◆ Problem to solve:
Repeat every line of the material below exactly.

◆ Supplied entries:
* * *
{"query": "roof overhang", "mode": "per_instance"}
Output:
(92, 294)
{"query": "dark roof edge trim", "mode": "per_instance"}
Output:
* * *
◆ Result of the task:
{"query": "roof overhang", "mode": "per_instance"}
Output:
(92, 294)
{"query": "dark roof edge trim", "mode": "per_instance"}
Output:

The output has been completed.